Every entry here needs to be repeated exactly.

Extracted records

>> start

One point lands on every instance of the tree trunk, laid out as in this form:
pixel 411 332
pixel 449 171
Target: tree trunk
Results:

>> end

## EXERCISE SOLUTION
One point lands on every instance of the tree trunk, laid out as in this form:
pixel 411 332
pixel 449 171
Target: tree trunk
Results:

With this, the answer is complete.